Supplied records ->
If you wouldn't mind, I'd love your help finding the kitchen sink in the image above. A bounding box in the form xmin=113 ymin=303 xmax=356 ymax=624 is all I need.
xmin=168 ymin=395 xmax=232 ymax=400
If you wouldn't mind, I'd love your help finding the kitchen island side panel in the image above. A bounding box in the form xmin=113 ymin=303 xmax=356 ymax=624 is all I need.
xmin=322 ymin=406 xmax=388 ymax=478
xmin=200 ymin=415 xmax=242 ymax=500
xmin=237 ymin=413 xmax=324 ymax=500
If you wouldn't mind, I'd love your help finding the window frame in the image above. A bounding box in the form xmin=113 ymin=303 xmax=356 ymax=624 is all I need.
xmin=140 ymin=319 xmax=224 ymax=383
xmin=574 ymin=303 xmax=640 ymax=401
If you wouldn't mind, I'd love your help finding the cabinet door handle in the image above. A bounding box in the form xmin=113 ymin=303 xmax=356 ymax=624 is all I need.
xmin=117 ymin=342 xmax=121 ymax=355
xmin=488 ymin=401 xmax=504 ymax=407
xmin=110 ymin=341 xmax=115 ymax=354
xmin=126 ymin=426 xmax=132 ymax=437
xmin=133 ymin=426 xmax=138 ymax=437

Work item ->
Set down all of the entries again, keeping every line exactly as it is.

Answer to the problem ->
If you wouldn't mind, I'd love your help finding the kitchen sink in the image above. A bounding box in the form xmin=113 ymin=303 xmax=356 ymax=624 is all I need.
xmin=168 ymin=395 xmax=232 ymax=400
If you wouldn't mind, I'd love your help finding the kitchen island side panel in the image above. A bounding box in the form xmin=113 ymin=303 xmax=356 ymax=624 is all I need.
xmin=322 ymin=406 xmax=388 ymax=478
xmin=200 ymin=415 xmax=242 ymax=500
xmin=237 ymin=413 xmax=324 ymax=500
If you wouldn't mind, I'd love your help finding the window frame in the image above. A bounding box in the form xmin=113 ymin=303 xmax=356 ymax=624 is all I need.
xmin=140 ymin=319 xmax=224 ymax=383
xmin=574 ymin=303 xmax=640 ymax=401
If you wouldn't mind, I'd love your help finding the cabinet door handle in the image above. A bounding box in the form xmin=113 ymin=303 xmax=356 ymax=624 is all I need.
xmin=117 ymin=342 xmax=121 ymax=355
xmin=488 ymin=401 xmax=504 ymax=407
xmin=110 ymin=341 xmax=115 ymax=354
xmin=126 ymin=426 xmax=132 ymax=437
xmin=133 ymin=426 xmax=138 ymax=437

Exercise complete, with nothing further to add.